***** Entries shown *****

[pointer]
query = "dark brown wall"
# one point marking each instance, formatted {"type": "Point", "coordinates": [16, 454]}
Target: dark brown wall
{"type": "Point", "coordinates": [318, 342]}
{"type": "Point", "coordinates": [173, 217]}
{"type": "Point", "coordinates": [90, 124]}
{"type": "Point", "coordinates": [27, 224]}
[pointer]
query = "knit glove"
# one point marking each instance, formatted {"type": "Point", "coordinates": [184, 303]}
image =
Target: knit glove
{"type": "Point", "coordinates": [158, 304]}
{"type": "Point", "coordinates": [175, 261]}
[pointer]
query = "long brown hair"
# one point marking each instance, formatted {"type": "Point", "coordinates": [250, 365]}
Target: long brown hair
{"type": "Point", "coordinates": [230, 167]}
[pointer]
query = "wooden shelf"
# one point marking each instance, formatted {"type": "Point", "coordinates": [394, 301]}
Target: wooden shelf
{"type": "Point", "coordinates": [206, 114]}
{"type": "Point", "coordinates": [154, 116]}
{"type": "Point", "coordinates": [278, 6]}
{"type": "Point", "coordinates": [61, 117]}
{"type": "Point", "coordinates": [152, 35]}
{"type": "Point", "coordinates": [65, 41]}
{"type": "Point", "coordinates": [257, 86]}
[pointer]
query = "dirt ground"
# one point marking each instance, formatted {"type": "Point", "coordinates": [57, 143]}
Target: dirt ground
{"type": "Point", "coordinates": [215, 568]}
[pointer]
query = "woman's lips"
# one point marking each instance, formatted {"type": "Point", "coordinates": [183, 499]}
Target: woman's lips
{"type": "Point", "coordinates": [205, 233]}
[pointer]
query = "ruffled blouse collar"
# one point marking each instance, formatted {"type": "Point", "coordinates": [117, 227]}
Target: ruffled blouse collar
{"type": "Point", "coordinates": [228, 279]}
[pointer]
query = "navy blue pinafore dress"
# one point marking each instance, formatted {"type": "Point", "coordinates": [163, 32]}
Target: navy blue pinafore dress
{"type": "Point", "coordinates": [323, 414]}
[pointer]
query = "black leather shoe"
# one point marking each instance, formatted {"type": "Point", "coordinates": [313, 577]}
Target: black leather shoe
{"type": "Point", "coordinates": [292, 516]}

*****

◆ **What to work on**
Write down the full listing again, exactly.

◆ **Response**
[pointer]
query = "dark brown wall"
# one point marking each instance, formatted {"type": "Point", "coordinates": [16, 454]}
Target: dark brown wall
{"type": "Point", "coordinates": [318, 342]}
{"type": "Point", "coordinates": [173, 217]}
{"type": "Point", "coordinates": [90, 124]}
{"type": "Point", "coordinates": [27, 224]}
[pointer]
query = "knit glove"
# one point marking each instance, formatted {"type": "Point", "coordinates": [184, 303]}
image =
Target: knit glove
{"type": "Point", "coordinates": [158, 304]}
{"type": "Point", "coordinates": [175, 261]}
[pointer]
query = "long brown hair"
# one point marking each instance, formatted {"type": "Point", "coordinates": [250, 365]}
Target: long brown hair
{"type": "Point", "coordinates": [230, 167]}
[pointer]
query = "wooden shelf"
# one point marking each instance, formatted {"type": "Point", "coordinates": [394, 301]}
Target: wooden shelf
{"type": "Point", "coordinates": [206, 114]}
{"type": "Point", "coordinates": [154, 116]}
{"type": "Point", "coordinates": [278, 6]}
{"type": "Point", "coordinates": [61, 117]}
{"type": "Point", "coordinates": [152, 35]}
{"type": "Point", "coordinates": [65, 41]}
{"type": "Point", "coordinates": [257, 86]}
[pointer]
query = "dirt ground"
# one point marking each instance, formatted {"type": "Point", "coordinates": [57, 143]}
Target: dirt ground
{"type": "Point", "coordinates": [215, 568]}
[pointer]
query = "woman's lips"
# one point marking each instance, formatted {"type": "Point", "coordinates": [183, 499]}
Target: woman's lips
{"type": "Point", "coordinates": [205, 233]}
[pointer]
query = "ruffled blouse collar"
# one point marking each instance, formatted {"type": "Point", "coordinates": [117, 227]}
Target: ruffled blouse collar
{"type": "Point", "coordinates": [228, 279]}
[pointer]
query = "navy blue pinafore dress"
# one point marking each instance, formatted {"type": "Point", "coordinates": [163, 32]}
Target: navy blue pinafore dress
{"type": "Point", "coordinates": [323, 414]}
[pointer]
query = "black leather shoe"
# one point marking each instance, formatted {"type": "Point", "coordinates": [313, 577]}
Target: black leather shoe
{"type": "Point", "coordinates": [292, 516]}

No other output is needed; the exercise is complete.